# Excerpt provided:
HOW TO REDUCE ELEVATED CHOLESTEROL LEVELS

Elevated cholesterol levels  are  one of the leading causes of heart diseases and deaths worldwide. Remember, our physician always tells us to maintain  healthy blood cholesterol levels.  It is always recommended that  HDL  levels should be high, LDL and VLDL should be low.

These are the types of cholesterol. All cholesterols  are  not bad, some are good and some are bad. HDL signifies high-density lipoprotein which is  good cholesterol for our body. It carries cholesterol away from the vessels to the liver for excretion. On the other hand, LDL (low- density lipoprotein) and VLDL (very low -density lipoprotein) are bad for our heart as they promote the deposition of cholesterol across heart blood vessels which results in narrowing of  the arteries. Prolonged deposition results in a disease called atherosclerosis, leading to  a stroke. Therefore, it is always better to maintain a high HDL to LDL ratio and overall cholesterol levels should be less than 200 mg/dL.

The good news is that it is easy to bring down high cholesterol levels. With some dietary and lifestyle modifications, one can easily lead a healthy and happier life without getting worried of developing heart diseases. Let’s discuss them one by one. 

  1. Maintain an active lifestyle - Being active is the key staying fit and healthy. A regular exercise schedule can improve your cholesterol levels. It prevents the deposition of unwanted fat in our body, boost metabolic rate and can also help raise the HDL levels.
  2.  Avoid smoking and alcohol consumption - Studies have shown that smoking affects our blood and lung circulation. It also increases the risk of heart diseases. Due to the presence of tobacco and nicotine, smokers are unable to transport cholesterol to the liver for elimination. This, in turn, contributes to the development of clogged arteries resulting in a stroke. Similarly, excess alcohol consumption also affects our heart because cholesterol is synthesized in the liver and excess alcohol can lead to fatty liver disease and liver cirrhosis.

# Excerpted data:
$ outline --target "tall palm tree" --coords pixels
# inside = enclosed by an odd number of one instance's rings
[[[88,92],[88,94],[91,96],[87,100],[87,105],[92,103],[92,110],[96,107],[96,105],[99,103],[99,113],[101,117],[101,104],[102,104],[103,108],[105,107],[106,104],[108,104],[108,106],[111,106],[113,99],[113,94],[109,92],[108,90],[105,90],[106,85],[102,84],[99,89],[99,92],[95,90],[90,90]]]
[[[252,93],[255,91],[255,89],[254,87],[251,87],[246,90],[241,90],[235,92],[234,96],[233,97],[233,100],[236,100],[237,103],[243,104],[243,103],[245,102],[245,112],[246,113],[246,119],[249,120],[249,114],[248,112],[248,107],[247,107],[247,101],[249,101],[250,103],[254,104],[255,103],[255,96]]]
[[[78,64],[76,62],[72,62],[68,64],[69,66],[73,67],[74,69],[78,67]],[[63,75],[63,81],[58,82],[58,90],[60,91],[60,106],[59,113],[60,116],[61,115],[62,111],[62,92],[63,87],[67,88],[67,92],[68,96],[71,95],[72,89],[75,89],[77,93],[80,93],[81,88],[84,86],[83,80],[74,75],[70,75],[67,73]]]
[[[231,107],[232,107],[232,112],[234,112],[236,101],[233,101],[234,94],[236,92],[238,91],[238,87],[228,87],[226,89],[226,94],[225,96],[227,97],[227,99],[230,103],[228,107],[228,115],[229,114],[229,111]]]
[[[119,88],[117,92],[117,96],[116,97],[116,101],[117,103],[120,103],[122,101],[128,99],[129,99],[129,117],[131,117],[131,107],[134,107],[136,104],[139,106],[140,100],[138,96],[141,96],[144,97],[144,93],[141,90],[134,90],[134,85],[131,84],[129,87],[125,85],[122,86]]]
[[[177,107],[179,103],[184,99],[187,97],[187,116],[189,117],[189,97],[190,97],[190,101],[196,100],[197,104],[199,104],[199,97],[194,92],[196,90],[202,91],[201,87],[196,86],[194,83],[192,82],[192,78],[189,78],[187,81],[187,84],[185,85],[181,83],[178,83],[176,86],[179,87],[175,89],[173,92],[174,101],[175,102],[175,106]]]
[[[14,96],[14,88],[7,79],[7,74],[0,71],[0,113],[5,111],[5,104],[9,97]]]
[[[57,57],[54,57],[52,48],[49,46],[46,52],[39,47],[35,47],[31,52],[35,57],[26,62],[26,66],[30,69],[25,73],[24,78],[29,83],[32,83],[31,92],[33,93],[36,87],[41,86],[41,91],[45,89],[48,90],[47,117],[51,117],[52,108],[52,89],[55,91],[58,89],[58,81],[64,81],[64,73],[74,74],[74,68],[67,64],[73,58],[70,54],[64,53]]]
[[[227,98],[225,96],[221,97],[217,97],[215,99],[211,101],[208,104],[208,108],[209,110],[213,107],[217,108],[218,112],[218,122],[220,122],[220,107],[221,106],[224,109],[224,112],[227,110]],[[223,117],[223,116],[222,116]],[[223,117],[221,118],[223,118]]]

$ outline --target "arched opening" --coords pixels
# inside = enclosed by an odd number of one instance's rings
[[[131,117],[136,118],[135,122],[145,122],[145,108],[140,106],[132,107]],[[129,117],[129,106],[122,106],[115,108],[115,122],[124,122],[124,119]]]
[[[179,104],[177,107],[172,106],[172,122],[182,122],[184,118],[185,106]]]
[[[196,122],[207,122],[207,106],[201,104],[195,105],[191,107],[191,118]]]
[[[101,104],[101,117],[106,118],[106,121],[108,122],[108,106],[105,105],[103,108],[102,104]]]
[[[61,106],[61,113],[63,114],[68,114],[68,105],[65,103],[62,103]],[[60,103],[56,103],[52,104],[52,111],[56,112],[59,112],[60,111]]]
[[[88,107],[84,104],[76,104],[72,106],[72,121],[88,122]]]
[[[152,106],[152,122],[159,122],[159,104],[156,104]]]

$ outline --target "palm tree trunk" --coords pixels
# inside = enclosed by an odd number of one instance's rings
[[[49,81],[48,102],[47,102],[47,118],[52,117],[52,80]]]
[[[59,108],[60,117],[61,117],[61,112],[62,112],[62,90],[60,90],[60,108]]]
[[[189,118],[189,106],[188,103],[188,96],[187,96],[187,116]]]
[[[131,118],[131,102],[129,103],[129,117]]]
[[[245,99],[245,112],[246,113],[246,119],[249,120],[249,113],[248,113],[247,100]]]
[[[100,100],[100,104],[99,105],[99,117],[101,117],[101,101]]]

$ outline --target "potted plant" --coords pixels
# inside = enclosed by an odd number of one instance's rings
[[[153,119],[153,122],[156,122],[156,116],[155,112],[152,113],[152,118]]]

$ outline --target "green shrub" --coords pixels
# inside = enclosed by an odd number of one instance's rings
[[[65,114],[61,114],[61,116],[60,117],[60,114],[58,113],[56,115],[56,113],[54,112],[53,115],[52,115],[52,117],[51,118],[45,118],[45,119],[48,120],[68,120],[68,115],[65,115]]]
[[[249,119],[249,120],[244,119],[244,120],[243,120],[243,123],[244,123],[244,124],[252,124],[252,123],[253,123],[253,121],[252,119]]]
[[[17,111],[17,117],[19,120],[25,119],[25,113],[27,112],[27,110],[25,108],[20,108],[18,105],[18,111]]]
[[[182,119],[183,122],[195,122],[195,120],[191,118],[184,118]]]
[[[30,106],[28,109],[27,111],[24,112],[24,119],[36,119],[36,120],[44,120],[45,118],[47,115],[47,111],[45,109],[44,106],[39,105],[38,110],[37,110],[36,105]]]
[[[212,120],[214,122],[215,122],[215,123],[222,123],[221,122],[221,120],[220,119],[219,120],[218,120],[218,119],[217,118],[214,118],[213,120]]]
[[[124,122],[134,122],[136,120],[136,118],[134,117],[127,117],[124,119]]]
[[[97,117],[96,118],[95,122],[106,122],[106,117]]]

# Exercise goal:
Reproduce without alteration the portion of the cholesterol article between "The good news" and "the HDL levels.", inclusive.

# Your response:
The good news is that it is easy to bring down high cholesterol levels. With some dietary and lifestyle modifications, one can easily lead a healthy and happier life without getting worried of developing heart diseases. Let’s discuss them one by one. 

  1. Maintain an active lifestyle - Being active is the key staying fit and healthy. A regular exercise schedule can improve your cholesterol levels. It prevents the deposition of unwanted fat in our body, boost metabolic rate and can also help raise the HDL levels.